● **Extract**
----------------------------------------
Last week, Amdie Mengistu took to the virtual stage to moderate "Practical Advice - How can I impact DEI as General Counsel" with panelists Inga Golbard (General Counsel of Google Ventures), Katherine Johnson (Chief Legal & People Officer of Storj) and Manuel Martinez-Herrera (General Counsel & Executive Sponsor of DEI Initiatives of BetterCloud).
While we aren't able to share the full panel with you (they're only available for TechGC members), we can share a bit of what we learned about diversity, equity and inclusion. DEI doesn't have to just be left to HR, and as a GC there are real, practical ways for you to positively impact your organization.
DEI ERGs (acronyms abound!)
If you're thinking about putting together a DEI Employee Resource Group (ERG) or a DEI Committee at a company with more than 50 people, chances are there's already a grassroots movement within your company to address DEI (amazing example: a Slack channel called #chocolate_rain). Bring in voices from every department, and make sure that there's regular communication between your DEI Committee and the C-Suite.
As far as compensating DEI ERGs and Committees, there's no real consensus on how to do that. But if there isn't direct compensation, membership should be a consideration during employee evaluations for promotions and raises.
All about the process
This is where you can put your methodical lawyer brain to good use. Survey your colleagues about what your company is doing right and wrong on DEI, and use those results to determine where to focus your efforts. Having clearly defined processes and targets makes it easier to hold your organization accountable. And if you happen to be in the venture space, share your best-practices with your portfolio companies.
In hiring, create targets for your hiring pipeline ("we want at least 30% of candidates to be from underrepresented groups"). Run a search with a search firm who can help you build a diverse pipeline (oh hey, we know a good search firm if you need legal talent) and look at how your hiring practices are vulnerable to unconscious biases. A study from Harvard Business School found that if you have a hiring pool of two white candidates and one black candidate, participants tended to recommend hiring a white candidate. Flip the candidate pool, and participants were significantly more likely to recommend hiring a black candidate. Same went for candidate pools of men and women, so make sure that your hiring pool doesn't always only include one person of color, or one woman.
----------------------------------------
● **Data extract**
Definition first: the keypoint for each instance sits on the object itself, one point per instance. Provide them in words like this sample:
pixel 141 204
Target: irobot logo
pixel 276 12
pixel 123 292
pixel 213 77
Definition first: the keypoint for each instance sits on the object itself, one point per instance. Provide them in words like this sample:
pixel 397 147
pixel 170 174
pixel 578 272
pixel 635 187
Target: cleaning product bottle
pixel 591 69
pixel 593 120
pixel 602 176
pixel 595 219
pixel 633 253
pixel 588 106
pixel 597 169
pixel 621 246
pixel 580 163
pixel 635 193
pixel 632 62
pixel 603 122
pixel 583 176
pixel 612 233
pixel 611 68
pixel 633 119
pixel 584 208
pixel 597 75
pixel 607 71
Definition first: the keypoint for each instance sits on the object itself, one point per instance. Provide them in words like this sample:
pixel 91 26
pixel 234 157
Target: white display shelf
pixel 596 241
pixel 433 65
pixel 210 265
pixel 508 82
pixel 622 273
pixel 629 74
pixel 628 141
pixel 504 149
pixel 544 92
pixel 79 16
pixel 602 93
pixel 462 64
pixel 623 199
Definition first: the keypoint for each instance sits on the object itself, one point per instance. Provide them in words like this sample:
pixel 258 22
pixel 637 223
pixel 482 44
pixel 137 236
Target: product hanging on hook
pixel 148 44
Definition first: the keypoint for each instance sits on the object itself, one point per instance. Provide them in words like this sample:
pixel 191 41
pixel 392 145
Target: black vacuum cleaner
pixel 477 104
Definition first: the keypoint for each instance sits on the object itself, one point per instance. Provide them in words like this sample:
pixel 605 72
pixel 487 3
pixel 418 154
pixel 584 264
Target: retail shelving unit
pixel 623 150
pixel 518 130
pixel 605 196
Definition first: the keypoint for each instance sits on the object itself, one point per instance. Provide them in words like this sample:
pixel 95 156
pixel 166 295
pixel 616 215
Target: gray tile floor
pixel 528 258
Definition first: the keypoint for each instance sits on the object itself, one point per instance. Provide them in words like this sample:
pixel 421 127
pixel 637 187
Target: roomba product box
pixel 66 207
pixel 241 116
----------------------------------------
● **Task requirements**
- 1) The DEI panel recap advises against a hiring pool with only one person of color or one woman. What reason does it give?
- 2) In the DEI panel recap, what is Inga Golbard's role?
- 3) Continue the DEI panel recap from its last sentence.

● **Answers to the tasks**
- 1) It cites a Harvard Business School study. In that study, people shown two white candidates and one Black candidate tended to recommend a white candidate, and flipping the pool made them much more likely to recommend a Black candidate. The same held for pools of men and women, so a lone minority candidate is at a disadvantage.

- 2) She is General Counsel of Google Ventures.

- 3)
Not only white men from San Francisco want to break into VC
If you're reading this, we're probably preaching to the choir. You know that just because your industry looks a certain way now, doesn't mean that those are the only people interested in breaking in. Opportunistic hiring ("Oh, I know someone great for this role! We went to college together.") can lead to a workforce that all looks the same, which takes us back to the importance of the processes and targets that you set up.
A silver-lining of the COVID pandemic is many companies' newfound openness to remote hires. Cities and neighborhoods often have a way of segregating themselves, but being geographically agnostic in your search for candidates can help you create a more diverse workforce.
Use your status as a shiny diamond of a client
How do you get law firms to staff your matters with a diverse team? You just ask. Plain and simple. It's so far pretty rare to include benchmarks in engagement letters (although it has been done, and some companies have even incentivized meeting those benchmarks), but law firms are aware that their clients are hungry for diverse teams and they're working on responding. And the same goes for other vendors. If they want your company's business, make sure they're aware of and receptive to your values.
Don't torture yourself if the change doesn't come
You can start a DEI Committee and take on a hybrid GC/HR role, but the sad truth is that if your company isn't really open and committed to improving DEI, then it's time to move on. There's only so much shouting into the void that one can do.